→ Material for this exercise:
====

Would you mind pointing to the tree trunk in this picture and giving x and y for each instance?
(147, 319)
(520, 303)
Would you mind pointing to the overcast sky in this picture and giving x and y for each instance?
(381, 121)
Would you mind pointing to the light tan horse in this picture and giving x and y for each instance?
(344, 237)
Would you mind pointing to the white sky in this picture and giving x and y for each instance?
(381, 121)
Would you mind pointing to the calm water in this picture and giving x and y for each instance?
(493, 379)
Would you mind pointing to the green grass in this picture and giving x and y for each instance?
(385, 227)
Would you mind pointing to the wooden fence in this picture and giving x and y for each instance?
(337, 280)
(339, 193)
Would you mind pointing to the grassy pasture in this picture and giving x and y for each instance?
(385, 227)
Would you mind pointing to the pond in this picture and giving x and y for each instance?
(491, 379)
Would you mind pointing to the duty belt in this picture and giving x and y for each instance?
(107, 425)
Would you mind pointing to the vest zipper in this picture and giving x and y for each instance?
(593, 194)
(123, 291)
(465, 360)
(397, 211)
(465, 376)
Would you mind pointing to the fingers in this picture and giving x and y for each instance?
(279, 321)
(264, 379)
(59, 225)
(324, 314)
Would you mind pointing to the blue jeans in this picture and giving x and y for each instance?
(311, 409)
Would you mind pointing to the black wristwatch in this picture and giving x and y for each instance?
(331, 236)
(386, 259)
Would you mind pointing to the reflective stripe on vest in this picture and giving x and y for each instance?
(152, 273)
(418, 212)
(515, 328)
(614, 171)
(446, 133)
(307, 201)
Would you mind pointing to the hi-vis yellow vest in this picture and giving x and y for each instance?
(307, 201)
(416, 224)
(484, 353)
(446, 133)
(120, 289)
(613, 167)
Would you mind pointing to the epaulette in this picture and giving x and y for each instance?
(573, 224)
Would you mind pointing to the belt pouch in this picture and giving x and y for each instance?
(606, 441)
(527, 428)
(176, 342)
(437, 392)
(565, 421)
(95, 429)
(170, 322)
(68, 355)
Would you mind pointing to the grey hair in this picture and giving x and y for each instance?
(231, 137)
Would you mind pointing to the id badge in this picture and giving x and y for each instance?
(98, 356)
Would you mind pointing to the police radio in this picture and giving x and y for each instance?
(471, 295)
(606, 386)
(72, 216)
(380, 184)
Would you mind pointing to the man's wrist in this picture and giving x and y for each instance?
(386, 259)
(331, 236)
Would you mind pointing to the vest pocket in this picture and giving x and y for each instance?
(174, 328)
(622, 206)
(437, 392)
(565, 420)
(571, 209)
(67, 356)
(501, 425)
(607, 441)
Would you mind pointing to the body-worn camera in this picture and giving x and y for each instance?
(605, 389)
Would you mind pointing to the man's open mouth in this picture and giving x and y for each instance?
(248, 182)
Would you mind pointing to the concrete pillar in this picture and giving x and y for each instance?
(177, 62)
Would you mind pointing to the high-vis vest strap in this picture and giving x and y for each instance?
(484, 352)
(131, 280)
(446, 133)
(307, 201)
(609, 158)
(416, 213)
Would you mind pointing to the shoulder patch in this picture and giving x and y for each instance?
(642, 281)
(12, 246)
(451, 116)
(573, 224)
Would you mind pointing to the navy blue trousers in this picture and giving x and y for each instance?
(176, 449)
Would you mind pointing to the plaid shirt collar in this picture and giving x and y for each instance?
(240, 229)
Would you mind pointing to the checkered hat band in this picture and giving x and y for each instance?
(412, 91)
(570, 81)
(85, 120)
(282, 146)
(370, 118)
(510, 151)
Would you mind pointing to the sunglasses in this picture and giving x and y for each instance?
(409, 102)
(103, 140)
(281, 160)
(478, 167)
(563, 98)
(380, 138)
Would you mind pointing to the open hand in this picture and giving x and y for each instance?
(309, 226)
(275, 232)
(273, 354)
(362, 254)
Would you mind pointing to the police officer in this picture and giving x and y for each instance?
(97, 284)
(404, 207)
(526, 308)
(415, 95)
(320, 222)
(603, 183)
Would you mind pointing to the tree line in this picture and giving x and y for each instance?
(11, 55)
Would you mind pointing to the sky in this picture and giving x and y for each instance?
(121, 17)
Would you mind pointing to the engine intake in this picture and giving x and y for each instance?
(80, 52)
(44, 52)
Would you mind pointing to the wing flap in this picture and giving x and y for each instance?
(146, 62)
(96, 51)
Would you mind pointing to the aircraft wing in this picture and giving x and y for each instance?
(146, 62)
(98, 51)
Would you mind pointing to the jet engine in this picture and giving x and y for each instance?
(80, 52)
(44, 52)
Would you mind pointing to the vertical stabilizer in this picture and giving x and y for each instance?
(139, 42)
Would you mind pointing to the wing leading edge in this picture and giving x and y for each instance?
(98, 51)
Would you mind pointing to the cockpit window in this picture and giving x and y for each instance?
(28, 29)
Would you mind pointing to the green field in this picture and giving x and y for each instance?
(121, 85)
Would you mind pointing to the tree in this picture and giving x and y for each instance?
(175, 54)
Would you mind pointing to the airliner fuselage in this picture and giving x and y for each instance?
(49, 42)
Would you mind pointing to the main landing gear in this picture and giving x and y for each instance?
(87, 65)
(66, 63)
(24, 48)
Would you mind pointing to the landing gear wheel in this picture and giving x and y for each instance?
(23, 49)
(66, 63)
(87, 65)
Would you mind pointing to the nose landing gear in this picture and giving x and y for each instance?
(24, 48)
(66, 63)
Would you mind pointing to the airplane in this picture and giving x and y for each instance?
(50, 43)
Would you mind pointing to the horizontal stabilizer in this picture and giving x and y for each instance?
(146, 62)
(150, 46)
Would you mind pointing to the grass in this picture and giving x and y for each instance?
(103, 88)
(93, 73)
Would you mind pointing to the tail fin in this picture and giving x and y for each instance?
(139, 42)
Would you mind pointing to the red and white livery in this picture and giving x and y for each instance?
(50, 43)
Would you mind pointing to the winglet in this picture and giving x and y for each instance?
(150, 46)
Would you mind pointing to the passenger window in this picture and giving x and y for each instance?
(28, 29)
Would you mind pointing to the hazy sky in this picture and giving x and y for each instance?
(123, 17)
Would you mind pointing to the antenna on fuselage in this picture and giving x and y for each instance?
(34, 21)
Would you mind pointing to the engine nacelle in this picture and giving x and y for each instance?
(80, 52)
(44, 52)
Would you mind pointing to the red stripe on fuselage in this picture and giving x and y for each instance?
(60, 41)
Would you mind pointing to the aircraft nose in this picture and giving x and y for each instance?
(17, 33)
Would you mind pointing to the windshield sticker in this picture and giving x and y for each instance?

====

→ Task prompt: Copy all of the data above word for word, keeping every line in its original order.

→ Answer to this problem:
Would you mind pointing to the tree trunk in this picture and giving x and y for each instance?
(147, 319)
(520, 303)
Would you mind pointing to the overcast sky in this picture and giving x and y for each instance?
(381, 121)
Would you mind pointing to the light tan horse in this picture and giving x and y for each instance?
(344, 237)
Would you mind pointing to the white sky in this picture and giving x and y for each instance?
(381, 121)
Would you mind pointing to the calm water in this picture and giving x and y for each instance?
(493, 379)
Would you mind pointing to the green grass in this picture and giving x and y for each instance?
(385, 227)
Would you mind pointing to the wooden fence in this picture and giving x and y for each instance?
(337, 280)
(339, 193)
Would you mind pointing to the grassy pasture in this picture and giving x and y for each instance?
(385, 227)
Would you mind pointing to the pond in this picture and giving x and y for each instance?
(491, 379)
Would you mind pointing to the duty belt in this picture and giving x and y for each instance?
(107, 425)
Would you mind pointing to the vest zipper in this picture and giving x and y for each instance?
(593, 194)
(123, 291)
(465, 360)
(397, 211)
(465, 376)
Would you mind pointing to the fingers in this picture and giving x and y for each instance?
(279, 321)
(264, 379)
(59, 225)
(324, 314)
Would you mind pointing to the blue jeans in this picture and giving x and y for each instance?
(311, 409)
Would you mind pointing to the black wristwatch in this picture and giving x and y for each instance?
(331, 236)
(386, 259)
Would you mind pointing to the reflective stripe on vest in this picture and giving x and y for each instance?
(152, 273)
(418, 212)
(515, 328)
(614, 171)
(446, 133)
(307, 201)
Would you mind pointing to the hi-vis yellow vest in this picture and giving x and y for each instance?
(307, 201)
(416, 224)
(484, 353)
(446, 133)
(120, 289)
(613, 167)
Would you mind pointing to the epaulette in this picture and giving x and y for each instance?
(573, 224)
Would you mind pointing to the belt pouch in this picture and giving x and y for each instance?
(606, 441)
(527, 428)
(176, 342)
(437, 392)
(565, 421)
(95, 429)
(170, 322)
(68, 355)
Would you mind pointing to the grey hair in this picture and giving x and y for each instance?
(231, 137)
Would you mind pointing to the id badge in this picture and giving x and y for each instance?
(98, 356)
Would you mind pointing to the police radio in this picture and giving x and y for each instance?
(471, 295)
(606, 386)
(72, 216)
(380, 184)
Would you mind pointing to the man's wrist in this picture and giving x and y for each instance?
(386, 259)
(331, 236)
Would you mind pointing to the vest pocket in this picture and giving x and y for each instance?
(174, 328)
(622, 206)
(437, 392)
(565, 420)
(571, 209)
(67, 356)
(501, 425)
(607, 441)
Would you mind pointing to the body-worn camera in this picture and giving x and y for each instance?
(605, 389)
Would you mind pointing to the man's open mouth in this picture and giving x and y for each instance?
(248, 182)
Would you mind pointing to the concrete pillar in this picture and giving x and y for each instance?
(177, 62)
Would you mind pointing to the high-vis vest strap in this picture and giving x and y for each instance?
(484, 352)
(131, 280)
(446, 133)
(307, 201)
(609, 158)
(416, 213)
Would you mind pointing to the shoulder patch in this picture and giving x and y for each instance?
(642, 281)
(12, 246)
(451, 116)
(573, 224)
Would you mind pointing to the navy blue trousers in this picture and giving x and y for each instance?
(176, 449)
Would you mind pointing to the plaid shirt collar in this picture and giving x and y for each instance?
(240, 229)
Would you mind pointing to the checkered hat band in this picture and giving x and y for each instance?
(412, 91)
(570, 81)
(85, 120)
(282, 146)
(370, 118)
(510, 151)
Would you mind pointing to the sunglasses in this picture and giving x and y for each instance?
(409, 102)
(103, 140)
(281, 160)
(478, 167)
(563, 98)
(380, 138)
Would you mind pointing to the open hand in this picture and giving x and y for each instance?
(309, 226)
(275, 232)
(273, 354)
(362, 254)
Would you mind pointing to the police officer in this picture and giving x and y for each instance?
(97, 284)
(404, 207)
(526, 308)
(415, 95)
(320, 222)
(603, 183)
Would you mind pointing to the tree line in this picture and giving x and y for each instance?
(11, 55)
Would you mind pointing to the sky in this picture and giving x and y for each instance?
(121, 17)
Would you mind pointing to the engine intake in this picture and giving x and y for each instance?
(80, 52)
(44, 52)
Would you mind pointing to the wing flap in this picture and giving x and y for each instance?
(146, 62)
(96, 51)
Would you mind pointing to the aircraft wing in this picture and giving x and y for each instance?
(146, 62)
(98, 51)
Would you mind pointing to the jet engine in this picture and giving x and y for each instance?
(80, 52)
(44, 52)
Would you mind pointing to the vertical stabilizer in this picture and giving x and y for each instance?
(139, 42)
Would you mind pointing to the wing leading edge in this picture and giving x and y for each instance?
(98, 51)
Would you mind pointing to the cockpit window in this picture and giving x and y for each instance?
(28, 29)
Would you mind pointing to the green field in this picture and giving x and y for each instance?
(121, 85)
Would you mind pointing to the tree in this picture and giving x and y for each instance?
(175, 54)
Would you mind pointing to the airliner fuselage in this picture and giving x and y for each instance?
(49, 42)
Would you mind pointing to the main landing gear in this picture and giving x and y for each instance?
(87, 65)
(66, 63)
(24, 48)
Would you mind pointing to the landing gear wheel in this picture and giving x and y for each instance?
(23, 49)
(66, 63)
(87, 65)
Would you mind pointing to the nose landing gear in this picture and giving x and y for each instance?
(24, 48)
(66, 63)
Would you mind pointing to the airplane in this picture and giving x and y for each instance?
(50, 43)
Would you mind pointing to the horizontal stabilizer in this picture and giving x and y for each instance?
(146, 62)
(150, 46)
Would you mind pointing to the grass in this picture and giving x and y for each instance?
(103, 88)
(93, 73)
Would you mind pointing to the tail fin in this picture and giving x and y for each instance?
(139, 42)
Would you mind pointing to the red and white livery in this picture and giving x and y for each instance?
(50, 43)
Would you mind pointing to the winglet in this picture and giving x and y for each instance?
(150, 46)
Would you mind pointing to the passenger window in this picture and giving x and y for each instance?
(28, 29)
Would you mind pointing to the hazy sky in this picture and giving x and y for each instance?
(123, 17)
Would you mind pointing to the antenna on fuselage in this picture and giving x and y for each instance?
(34, 21)
Would you mind pointing to the engine nacelle in this picture and giving x and y for each instance?
(80, 52)
(44, 52)
Would you mind pointing to the red stripe on fuselage in this picture and giving x and y for each instance?
(60, 41)
Would you mind pointing to the aircraft nose in this picture and giving x and y for each instance?
(17, 33)
Would you mind pointing to the windshield sticker in this picture and giving x and y for each instance?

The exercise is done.